DIRECTION A: Which lines of the listing contain the string "Query"? Pull out every one of them.
● ● ● ● ● ● ●
The real-estate development company SJ71 is nestled amongst a non-descript strip mall in Ajax, Ont., an hour east of Toronto. A sign carrying the slogan “You dream it we build it!” is affixed above the front doors.
Founded in 2013 by Md. Tarekh Rana, an Indian businessman, the company has become curiously entwined with the city and hosted the launch of Mayor Shaun Collier’s campaign in the lead-up to the 2018 Ajax municipal elections.
“Rana, our host, my friend — from SJ71 Limited — thank you very much for hosting today,” Collier said in the foyer of the G Centre in April 2018.
“Rana is one of those people that just does. He doesn’t seek any accolades. He doesn’t look for any attention.”
But now, as Rana’s business appears to be in disarray, a Global News investigation has revealed similarities between the developer and an international fugitive accused of leading a criminal organization in Bangladesh.
The investigation also revealed how Rana aligned himself with city council in Ajax, even making a sitting councillor a director of his company.
● ● ● ● ● ● ●
DIRECTION B: Does each statement below agree with the article on SJ71 above? Answer yes or no for each, and quote the words of the article that decide it. (i) SJ71 was founded in 2013. (ii) SJ71's office sits in a strip mall in Toronto. (iii) Rana made a sitting councillor a director of his company.

RECORDS FOR THE EXERCISE:
● ● ● ● ● ● ●
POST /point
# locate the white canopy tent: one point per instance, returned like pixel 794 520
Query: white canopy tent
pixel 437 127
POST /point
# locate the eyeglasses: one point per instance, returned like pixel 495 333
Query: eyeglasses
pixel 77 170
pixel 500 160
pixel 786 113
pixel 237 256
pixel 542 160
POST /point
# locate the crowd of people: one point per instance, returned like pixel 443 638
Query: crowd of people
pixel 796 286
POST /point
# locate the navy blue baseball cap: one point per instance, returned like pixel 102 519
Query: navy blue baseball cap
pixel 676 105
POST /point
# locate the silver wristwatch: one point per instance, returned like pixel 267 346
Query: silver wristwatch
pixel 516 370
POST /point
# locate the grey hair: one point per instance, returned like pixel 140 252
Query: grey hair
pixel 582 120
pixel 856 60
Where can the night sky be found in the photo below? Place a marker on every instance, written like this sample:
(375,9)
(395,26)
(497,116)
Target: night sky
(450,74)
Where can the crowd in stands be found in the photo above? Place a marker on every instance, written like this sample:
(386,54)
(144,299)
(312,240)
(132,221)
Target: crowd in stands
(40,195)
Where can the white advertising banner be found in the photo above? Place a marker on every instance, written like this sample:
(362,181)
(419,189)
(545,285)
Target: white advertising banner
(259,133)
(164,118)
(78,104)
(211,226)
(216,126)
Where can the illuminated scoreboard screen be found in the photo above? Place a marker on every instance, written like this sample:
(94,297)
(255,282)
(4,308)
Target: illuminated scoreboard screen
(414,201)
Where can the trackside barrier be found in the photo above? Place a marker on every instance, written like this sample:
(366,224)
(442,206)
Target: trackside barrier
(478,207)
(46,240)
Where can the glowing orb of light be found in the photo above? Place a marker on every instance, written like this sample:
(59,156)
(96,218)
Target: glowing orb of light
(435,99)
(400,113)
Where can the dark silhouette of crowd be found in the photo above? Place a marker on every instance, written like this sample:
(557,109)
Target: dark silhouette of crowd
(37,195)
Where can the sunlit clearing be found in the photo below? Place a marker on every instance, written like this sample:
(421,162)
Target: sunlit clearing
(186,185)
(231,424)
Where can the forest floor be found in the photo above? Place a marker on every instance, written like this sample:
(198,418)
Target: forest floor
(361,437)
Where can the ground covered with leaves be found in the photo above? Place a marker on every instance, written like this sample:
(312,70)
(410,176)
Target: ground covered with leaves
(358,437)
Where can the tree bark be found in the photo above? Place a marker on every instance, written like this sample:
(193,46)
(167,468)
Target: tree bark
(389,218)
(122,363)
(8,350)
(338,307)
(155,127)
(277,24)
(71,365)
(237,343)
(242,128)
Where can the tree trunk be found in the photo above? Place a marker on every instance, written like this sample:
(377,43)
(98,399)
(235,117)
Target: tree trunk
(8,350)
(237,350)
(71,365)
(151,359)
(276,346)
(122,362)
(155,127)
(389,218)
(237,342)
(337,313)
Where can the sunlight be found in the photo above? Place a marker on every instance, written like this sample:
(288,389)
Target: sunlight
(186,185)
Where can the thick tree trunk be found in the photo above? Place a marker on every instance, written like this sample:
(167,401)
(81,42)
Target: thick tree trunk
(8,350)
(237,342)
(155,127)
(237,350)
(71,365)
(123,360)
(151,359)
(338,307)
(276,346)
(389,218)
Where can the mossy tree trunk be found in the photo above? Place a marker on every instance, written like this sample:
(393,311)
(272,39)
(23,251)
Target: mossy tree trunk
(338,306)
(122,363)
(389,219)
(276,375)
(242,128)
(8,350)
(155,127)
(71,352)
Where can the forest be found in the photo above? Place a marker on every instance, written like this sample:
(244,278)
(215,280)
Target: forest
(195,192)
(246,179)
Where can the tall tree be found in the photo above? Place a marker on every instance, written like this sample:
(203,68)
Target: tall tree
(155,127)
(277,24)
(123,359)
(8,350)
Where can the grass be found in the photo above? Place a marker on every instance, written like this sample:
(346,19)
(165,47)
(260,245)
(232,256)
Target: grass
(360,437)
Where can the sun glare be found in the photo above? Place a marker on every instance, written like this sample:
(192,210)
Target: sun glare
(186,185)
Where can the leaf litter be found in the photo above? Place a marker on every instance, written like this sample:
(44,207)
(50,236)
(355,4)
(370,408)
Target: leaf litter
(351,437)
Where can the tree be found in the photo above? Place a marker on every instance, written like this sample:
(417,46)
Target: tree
● ● ● ● ● ● ●
FULL ANSWER A:
Query: white canopy tent
Query: eyeglasses
Query: crowd of people
Query: navy blue baseball cap
Query: silver wristwatch
Query: grey hair

FULL ANSWER B:
(i) Yes: "Founded in 2013 by Md. Tarekh Rana"
(ii) No: "nestled amongst a non-descript strip mall in Ajax, Ont., an hour east of Toronto"
(iii) Yes: "even making a sitting councillor a director of his company"